I have not mentioned the Axemaker Mind metaphor recently but destroying it is very much part of this ed reform vision plus the accompanying systems transformation for Equity and Equality. Many of you may not know if you use dynamic MRI imaging of a brain that reads phonetically and fluently and compare it with the brain of a teenager or adult of limited literacy you visually see the firing throughout one but not the other. Let’s think about that picture of Korea from space at night with the North in black and the South all lit up. If you are a school or classroom producing brains that still light up like South Korea in five or 10 years, you have not been following the sociocultural model of collective emotional understanding. And it will be physically apparent. The effective classroom at producing new kinds of minds with cyberlearning (also a big NSF initiative) and collaboration and no more lectures may well produce brains that image like North Korea. Some Equity, huh?

Equity and Equality also come into play in the reforming the high school initiatives that are shifting everyone toward what the Soviets called the polytech model (although they did pull out their finest minds and send them to academic boarding schools to retain their abilities). That’s not going to be on your radar either probably even though President Obama did mention P Tech in his State of the Union. Just to point out though that this dramatic overhaul is not really about the Common Core I came up with some links that precede CCSSI. Remember Jeannie Oakes of the Participatory Social Inquiry post?  http://www.invisibleserfscollar.com/throwing-an-invisibility-cloak-over-the-classroom-to-get-to-deweys-participatory-social-inquiry/ She was involved in this transformation in California before leaving for the Ford Foundation and was kind enough to tie this high school initiative to its real source–John Dewey’s 1915 Democracy and Education and his idea of education by occupations. http://www.connectedcalifornia.org/downloads/LL_Expanding_Pathways.pdf . SREB has also been on this bandwagon for a long time as the high school vision for ALL students as are other groups.

The Common Core excuse and the College and Career-Ready slogan then mask a whole lot of huge philosophical, politically transformational changes that are mostly unknown. Being implemented without much discussion to avoid the previous controversies or pesky arguments about constitutionality. Especially when you think through a government with police and coercive power collecting and sharing data with vendors on all aspects of students’ developing personalities and interests and attitudes and values. A marketing and political consulting dream come true.

Now that I have pointed out how you get transformative change at the level of the individual student in place without really being seen and also revealed that there will be means of monitoring compliance other than data collection of Student “Growth” (another concept that tracks to Dewey) and those Effective Teacher evals. I want to take the accompanying social, economic, and political vision out of the 21st century or the 1990s. Back to the mid-80s while the Cold War was still simmering if not raging. Because when sociologist Robert Bellah and others wrote the 1985 book Habits of the Heart: Individualism and Commitment in American Life (reissued usefully in 1996) they were describing the communitarian vision for the future we now associate with Amitai Etzioni and that Positive School Climate Executive Order (another off the radar screen initiative). He was describing the workplace vision we have tracked now to Peter Senge’s Fieldbook and Otto Scharmer and Shoshana Zuboff’s similar visions of the future of capitalism.

• LISTED ENTRIES:
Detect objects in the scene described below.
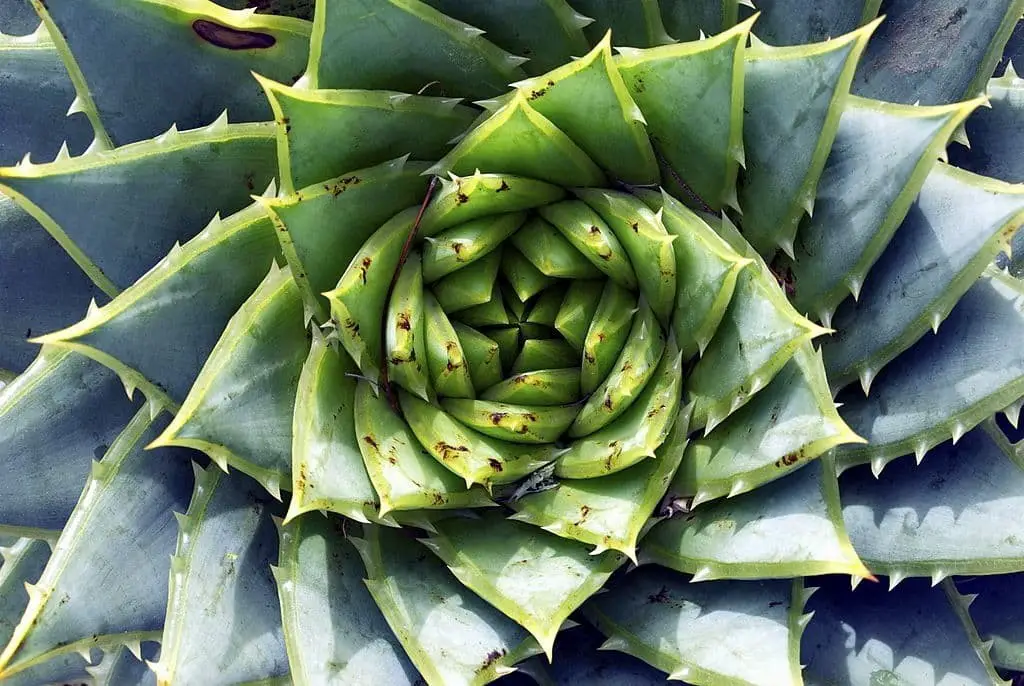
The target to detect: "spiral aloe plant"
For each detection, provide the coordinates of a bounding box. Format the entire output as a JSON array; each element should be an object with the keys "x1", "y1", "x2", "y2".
[{"x1": 0, "y1": 0, "x2": 1024, "y2": 686}]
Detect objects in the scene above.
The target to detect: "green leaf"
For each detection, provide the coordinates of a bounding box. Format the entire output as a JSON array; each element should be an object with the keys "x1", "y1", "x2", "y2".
[
  {"x1": 0, "y1": 27, "x2": 92, "y2": 165},
  {"x1": 417, "y1": 0, "x2": 591, "y2": 74},
  {"x1": 801, "y1": 580, "x2": 1006, "y2": 686},
  {"x1": 0, "y1": 123, "x2": 276, "y2": 296},
  {"x1": 686, "y1": 265, "x2": 827, "y2": 435},
  {"x1": 513, "y1": 34, "x2": 658, "y2": 184},
  {"x1": 738, "y1": 20, "x2": 878, "y2": 256},
  {"x1": 260, "y1": 158, "x2": 427, "y2": 318},
  {"x1": 640, "y1": 459, "x2": 870, "y2": 581},
  {"x1": 423, "y1": 513, "x2": 626, "y2": 660},
  {"x1": 351, "y1": 526, "x2": 541, "y2": 685},
  {"x1": 615, "y1": 19, "x2": 752, "y2": 210},
  {"x1": 583, "y1": 566, "x2": 808, "y2": 686},
  {"x1": 555, "y1": 339, "x2": 683, "y2": 479},
  {"x1": 0, "y1": 408, "x2": 191, "y2": 679},
  {"x1": 853, "y1": 0, "x2": 1024, "y2": 104},
  {"x1": 822, "y1": 159, "x2": 1024, "y2": 392},
  {"x1": 153, "y1": 266, "x2": 309, "y2": 497},
  {"x1": 669, "y1": 345, "x2": 863, "y2": 507},
  {"x1": 273, "y1": 515, "x2": 419, "y2": 686},
  {"x1": 36, "y1": 0, "x2": 310, "y2": 146},
  {"x1": 841, "y1": 428, "x2": 1024, "y2": 584},
  {"x1": 510, "y1": 405, "x2": 692, "y2": 563},
  {"x1": 153, "y1": 465, "x2": 288, "y2": 684},
  {"x1": 285, "y1": 328, "x2": 391, "y2": 523},
  {"x1": 260, "y1": 79, "x2": 476, "y2": 192},
  {"x1": 572, "y1": 0, "x2": 673, "y2": 48},
  {"x1": 306, "y1": 0, "x2": 525, "y2": 98},
  {"x1": 837, "y1": 271, "x2": 1024, "y2": 473},
  {"x1": 429, "y1": 91, "x2": 605, "y2": 188},
  {"x1": 0, "y1": 346, "x2": 138, "y2": 537},
  {"x1": 398, "y1": 391, "x2": 558, "y2": 490},
  {"x1": 38, "y1": 200, "x2": 280, "y2": 403},
  {"x1": 784, "y1": 97, "x2": 979, "y2": 324}
]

• PROBLEM DETAILS: Reproduce the passage from the excerpt on school reform, starting at "The Common Core excuse" and ending at "dream come true.".

• CORRECT RESULT:
The Common Core excuse and the College and Career-Ready slogan then mask a whole lot of huge philosophical, politically transformational changes that are mostly unknown. Being implemented without much discussion to avoid the previous controversies or pesky arguments about constitutionality. Especially when you think through a government with police and coercive power collecting and sharing data with vendors on all aspects of students’ developing personalities and interests and attitudes and values. A marketing and political consulting dream come true.